### [The problem]
Exact repetition is required: output every record in full.
· · · ·
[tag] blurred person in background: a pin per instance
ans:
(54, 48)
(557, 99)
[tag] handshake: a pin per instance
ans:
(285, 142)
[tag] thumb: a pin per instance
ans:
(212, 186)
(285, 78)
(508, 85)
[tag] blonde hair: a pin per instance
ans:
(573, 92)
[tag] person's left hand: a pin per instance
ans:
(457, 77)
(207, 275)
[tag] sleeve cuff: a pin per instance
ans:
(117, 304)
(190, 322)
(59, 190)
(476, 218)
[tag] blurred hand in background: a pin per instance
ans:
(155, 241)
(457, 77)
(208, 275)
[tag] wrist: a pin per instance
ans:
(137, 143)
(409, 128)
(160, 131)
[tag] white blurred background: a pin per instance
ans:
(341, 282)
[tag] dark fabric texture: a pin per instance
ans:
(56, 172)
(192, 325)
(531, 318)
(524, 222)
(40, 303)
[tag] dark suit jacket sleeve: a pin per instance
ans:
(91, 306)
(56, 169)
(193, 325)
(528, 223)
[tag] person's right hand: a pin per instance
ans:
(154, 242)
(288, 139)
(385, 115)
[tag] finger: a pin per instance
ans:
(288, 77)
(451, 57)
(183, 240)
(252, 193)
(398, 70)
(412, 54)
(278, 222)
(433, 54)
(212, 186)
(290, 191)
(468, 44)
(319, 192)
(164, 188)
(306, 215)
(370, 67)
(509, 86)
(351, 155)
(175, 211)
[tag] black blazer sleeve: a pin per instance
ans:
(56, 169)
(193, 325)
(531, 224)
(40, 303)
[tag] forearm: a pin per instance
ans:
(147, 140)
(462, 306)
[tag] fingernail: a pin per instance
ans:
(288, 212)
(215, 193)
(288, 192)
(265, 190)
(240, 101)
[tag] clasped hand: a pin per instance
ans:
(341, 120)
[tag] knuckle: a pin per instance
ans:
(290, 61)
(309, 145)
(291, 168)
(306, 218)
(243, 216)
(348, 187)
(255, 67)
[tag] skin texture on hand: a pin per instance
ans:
· · · ·
### [Response to the exercise]
[tag] blurred person in background: a pin per instance
ans:
(54, 48)
(557, 99)
[tag] handshake: a pin per instance
ans:
(285, 142)
[tag] thumb: a pin per instance
ans:
(212, 186)
(285, 78)
(508, 85)
[tag] blonde hair: a pin per instance
ans:
(573, 92)
[tag] person's left hand: a pin per instance
ans:
(457, 77)
(207, 275)
[tag] sleeve cuff: a pin per instance
ans:
(117, 304)
(190, 322)
(59, 190)
(476, 218)
[tag] blurred hand in background: a pin per instance
ans:
(155, 241)
(457, 77)
(208, 275)
[tag] wrist: a pin per instance
ans:
(137, 143)
(409, 128)
(160, 131)
[tag] white blurred background: a pin per instance
ans:
(341, 282)
[tag] dark fabric texture: a pin per instance
ans:
(56, 172)
(192, 325)
(531, 318)
(524, 222)
(40, 303)
[tag] dark suit jacket sleeve: a pin per instance
ans:
(91, 306)
(56, 169)
(193, 325)
(528, 223)
[tag] person's right hand: a pin per instance
ans:
(154, 242)
(288, 139)
(385, 115)
[tag] finger: a pin per instance
ans:
(288, 77)
(451, 57)
(183, 240)
(252, 193)
(398, 70)
(412, 54)
(278, 222)
(433, 54)
(212, 186)
(290, 191)
(468, 44)
(319, 192)
(164, 188)
(306, 215)
(370, 67)
(509, 86)
(351, 155)
(175, 211)
[tag] black blazer sleeve: a pin per instance
ans:
(56, 169)
(193, 325)
(531, 224)
(40, 303)
[tag] forearm: a pin per instance
ans:
(147, 140)
(462, 306)
[tag] fingernail: a pin per instance
ans:
(288, 212)
(215, 193)
(288, 192)
(265, 190)
(240, 101)
[tag] clasped hand: a pin per instance
ans:
(341, 120)
[tag] knuckle: a pin per instance
ans:
(290, 61)
(309, 145)
(291, 168)
(306, 218)
(243, 216)
(348, 187)
(255, 67)
[tag] skin texture on hand: a pin per instance
ans:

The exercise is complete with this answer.